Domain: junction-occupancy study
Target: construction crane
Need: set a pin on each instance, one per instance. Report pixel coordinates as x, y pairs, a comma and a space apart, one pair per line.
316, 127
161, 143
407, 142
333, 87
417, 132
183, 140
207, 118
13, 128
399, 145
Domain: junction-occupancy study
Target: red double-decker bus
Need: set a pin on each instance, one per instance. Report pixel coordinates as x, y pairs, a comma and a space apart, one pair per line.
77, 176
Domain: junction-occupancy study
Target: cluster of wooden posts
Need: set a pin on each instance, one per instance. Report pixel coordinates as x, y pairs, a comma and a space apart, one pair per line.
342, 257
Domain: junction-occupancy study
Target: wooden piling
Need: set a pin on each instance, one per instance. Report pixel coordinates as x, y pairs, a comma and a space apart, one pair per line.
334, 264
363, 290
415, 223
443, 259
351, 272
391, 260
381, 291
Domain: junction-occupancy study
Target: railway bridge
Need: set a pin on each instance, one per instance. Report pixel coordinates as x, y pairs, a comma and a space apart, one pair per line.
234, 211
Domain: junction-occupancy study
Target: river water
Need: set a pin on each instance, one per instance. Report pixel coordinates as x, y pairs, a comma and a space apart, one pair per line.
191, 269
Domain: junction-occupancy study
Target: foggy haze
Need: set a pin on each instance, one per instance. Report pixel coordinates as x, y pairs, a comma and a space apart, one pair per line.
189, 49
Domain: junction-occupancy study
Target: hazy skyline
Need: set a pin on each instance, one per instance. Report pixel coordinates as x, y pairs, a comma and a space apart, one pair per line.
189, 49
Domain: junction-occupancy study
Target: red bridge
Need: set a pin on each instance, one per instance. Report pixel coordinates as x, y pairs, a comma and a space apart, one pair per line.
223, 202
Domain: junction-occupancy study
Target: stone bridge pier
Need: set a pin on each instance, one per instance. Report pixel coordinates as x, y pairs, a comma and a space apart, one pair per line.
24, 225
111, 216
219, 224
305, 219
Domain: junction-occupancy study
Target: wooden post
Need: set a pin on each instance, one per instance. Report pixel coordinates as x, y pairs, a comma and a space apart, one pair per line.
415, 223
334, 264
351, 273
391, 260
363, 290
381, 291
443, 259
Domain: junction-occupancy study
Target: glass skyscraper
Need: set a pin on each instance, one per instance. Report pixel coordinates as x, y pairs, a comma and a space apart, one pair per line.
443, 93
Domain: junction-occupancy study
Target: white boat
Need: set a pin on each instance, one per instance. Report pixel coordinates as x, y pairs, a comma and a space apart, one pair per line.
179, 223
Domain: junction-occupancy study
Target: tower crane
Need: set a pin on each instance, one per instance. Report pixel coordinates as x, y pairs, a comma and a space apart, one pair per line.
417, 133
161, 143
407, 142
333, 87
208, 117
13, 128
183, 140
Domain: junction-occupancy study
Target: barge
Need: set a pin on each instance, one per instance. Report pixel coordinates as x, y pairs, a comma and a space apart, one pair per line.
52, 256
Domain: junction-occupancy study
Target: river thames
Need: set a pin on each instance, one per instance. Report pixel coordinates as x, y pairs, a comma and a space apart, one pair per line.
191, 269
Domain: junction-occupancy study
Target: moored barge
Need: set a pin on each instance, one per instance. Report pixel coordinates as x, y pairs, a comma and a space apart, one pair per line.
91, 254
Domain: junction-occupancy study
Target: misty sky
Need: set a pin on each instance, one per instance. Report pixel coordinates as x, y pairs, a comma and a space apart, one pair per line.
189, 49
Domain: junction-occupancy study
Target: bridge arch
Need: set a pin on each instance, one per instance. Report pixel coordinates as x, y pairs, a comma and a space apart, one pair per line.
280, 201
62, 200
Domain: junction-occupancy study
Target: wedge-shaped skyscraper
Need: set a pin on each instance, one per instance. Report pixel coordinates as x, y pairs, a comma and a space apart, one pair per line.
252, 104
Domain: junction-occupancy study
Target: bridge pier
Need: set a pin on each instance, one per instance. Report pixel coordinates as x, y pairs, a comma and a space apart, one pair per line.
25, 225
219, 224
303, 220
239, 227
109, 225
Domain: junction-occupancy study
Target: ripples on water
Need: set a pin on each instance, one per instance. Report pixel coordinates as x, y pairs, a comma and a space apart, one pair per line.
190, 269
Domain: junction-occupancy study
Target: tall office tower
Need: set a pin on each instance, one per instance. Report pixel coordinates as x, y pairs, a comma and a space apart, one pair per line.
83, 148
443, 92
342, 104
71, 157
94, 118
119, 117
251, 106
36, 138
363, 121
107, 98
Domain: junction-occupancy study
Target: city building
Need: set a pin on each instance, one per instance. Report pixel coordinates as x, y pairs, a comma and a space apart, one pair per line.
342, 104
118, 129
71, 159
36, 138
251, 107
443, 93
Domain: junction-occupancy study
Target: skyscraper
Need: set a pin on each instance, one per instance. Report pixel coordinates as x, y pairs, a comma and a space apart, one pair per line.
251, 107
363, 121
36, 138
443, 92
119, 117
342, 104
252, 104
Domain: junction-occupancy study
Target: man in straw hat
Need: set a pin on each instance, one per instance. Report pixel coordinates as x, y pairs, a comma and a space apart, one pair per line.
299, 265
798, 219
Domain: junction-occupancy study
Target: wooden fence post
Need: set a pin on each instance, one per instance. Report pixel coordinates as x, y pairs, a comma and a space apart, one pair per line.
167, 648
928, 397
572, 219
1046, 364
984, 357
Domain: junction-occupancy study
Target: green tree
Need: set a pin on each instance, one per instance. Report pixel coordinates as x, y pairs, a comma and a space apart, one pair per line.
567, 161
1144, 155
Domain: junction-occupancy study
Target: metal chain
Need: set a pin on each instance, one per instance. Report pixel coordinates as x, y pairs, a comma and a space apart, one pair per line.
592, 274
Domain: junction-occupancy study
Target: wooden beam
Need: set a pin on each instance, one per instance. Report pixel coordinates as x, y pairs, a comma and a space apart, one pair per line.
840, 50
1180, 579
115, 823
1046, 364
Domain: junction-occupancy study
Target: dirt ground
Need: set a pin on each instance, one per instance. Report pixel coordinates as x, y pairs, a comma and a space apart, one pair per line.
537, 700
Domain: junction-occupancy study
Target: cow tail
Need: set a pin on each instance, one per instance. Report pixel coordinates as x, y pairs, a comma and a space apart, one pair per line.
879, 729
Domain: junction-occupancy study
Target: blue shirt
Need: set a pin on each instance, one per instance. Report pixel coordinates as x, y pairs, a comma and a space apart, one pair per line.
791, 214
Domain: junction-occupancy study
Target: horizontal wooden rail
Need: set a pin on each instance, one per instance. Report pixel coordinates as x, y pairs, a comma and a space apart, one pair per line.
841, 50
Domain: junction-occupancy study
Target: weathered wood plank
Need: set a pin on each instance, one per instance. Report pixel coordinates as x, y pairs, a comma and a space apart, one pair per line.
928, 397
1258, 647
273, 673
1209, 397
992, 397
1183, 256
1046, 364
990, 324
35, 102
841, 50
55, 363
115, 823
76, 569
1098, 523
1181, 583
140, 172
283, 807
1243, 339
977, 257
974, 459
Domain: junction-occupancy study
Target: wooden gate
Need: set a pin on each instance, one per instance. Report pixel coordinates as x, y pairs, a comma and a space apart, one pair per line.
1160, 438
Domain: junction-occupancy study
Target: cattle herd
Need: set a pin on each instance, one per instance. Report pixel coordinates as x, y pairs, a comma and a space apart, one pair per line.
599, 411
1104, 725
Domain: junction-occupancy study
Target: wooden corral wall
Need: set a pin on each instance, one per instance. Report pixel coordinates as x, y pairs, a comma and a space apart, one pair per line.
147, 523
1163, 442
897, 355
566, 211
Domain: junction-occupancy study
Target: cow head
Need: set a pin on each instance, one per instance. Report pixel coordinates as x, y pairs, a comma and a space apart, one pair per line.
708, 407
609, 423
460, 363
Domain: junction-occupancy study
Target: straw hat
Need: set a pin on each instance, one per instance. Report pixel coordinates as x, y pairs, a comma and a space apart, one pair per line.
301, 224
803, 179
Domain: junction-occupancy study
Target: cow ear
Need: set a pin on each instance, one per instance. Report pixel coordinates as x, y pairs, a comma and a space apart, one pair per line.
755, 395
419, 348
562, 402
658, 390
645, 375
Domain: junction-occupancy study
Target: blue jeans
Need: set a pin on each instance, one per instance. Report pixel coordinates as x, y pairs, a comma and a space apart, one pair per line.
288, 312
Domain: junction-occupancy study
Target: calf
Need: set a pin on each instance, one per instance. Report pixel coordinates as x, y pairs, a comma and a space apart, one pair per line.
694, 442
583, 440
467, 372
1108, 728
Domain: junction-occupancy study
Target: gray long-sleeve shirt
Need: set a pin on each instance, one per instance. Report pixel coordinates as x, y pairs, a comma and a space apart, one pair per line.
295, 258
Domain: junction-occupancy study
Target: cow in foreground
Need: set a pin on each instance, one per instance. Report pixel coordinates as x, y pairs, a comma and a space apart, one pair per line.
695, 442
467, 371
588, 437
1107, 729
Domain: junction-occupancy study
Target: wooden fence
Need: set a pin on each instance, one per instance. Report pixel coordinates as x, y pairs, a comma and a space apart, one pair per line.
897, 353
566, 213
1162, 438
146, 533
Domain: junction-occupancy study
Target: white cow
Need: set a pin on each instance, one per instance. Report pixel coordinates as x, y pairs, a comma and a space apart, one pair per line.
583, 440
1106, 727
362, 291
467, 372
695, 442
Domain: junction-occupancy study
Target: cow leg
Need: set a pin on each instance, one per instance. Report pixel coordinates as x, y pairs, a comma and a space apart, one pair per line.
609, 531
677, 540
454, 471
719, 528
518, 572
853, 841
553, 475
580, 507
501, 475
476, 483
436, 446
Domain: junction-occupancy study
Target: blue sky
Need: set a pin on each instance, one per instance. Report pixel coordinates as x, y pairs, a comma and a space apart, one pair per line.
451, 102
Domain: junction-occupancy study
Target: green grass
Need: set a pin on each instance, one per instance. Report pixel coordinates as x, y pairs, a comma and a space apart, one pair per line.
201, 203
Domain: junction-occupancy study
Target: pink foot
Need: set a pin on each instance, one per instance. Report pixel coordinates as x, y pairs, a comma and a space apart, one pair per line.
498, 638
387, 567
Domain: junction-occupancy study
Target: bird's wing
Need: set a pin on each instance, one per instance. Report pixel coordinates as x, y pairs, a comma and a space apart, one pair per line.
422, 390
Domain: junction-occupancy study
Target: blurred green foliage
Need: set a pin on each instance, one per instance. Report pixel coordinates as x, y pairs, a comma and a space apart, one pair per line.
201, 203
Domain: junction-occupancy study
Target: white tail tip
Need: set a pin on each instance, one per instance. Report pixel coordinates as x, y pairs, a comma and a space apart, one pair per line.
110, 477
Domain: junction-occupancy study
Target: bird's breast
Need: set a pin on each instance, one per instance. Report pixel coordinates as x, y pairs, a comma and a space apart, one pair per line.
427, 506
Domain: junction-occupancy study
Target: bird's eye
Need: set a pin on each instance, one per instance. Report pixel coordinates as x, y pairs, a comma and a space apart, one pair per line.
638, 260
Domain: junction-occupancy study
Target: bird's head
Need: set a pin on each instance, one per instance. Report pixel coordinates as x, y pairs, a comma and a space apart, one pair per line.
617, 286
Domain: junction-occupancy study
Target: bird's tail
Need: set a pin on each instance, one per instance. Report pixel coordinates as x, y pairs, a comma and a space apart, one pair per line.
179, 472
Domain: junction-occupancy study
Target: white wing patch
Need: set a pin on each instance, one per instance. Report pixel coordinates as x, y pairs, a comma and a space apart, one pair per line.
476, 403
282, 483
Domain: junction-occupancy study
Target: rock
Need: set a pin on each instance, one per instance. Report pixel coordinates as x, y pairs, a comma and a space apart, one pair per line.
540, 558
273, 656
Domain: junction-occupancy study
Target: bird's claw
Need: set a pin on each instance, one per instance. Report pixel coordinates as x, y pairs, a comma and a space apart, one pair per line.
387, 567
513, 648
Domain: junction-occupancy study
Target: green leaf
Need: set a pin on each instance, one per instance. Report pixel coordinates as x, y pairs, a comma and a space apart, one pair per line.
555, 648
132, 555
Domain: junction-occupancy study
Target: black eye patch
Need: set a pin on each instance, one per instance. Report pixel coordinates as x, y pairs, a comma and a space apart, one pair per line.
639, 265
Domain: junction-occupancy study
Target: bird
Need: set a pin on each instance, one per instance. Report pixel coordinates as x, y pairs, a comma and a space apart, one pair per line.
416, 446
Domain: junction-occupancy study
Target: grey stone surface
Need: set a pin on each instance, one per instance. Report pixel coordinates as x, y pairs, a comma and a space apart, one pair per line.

===============

The task
Show the lines of the records that include the string "skyscraper".

Output for this task
Target: glass skyscraper
Target: wedge-shaped skyscraper
Target: skyscraper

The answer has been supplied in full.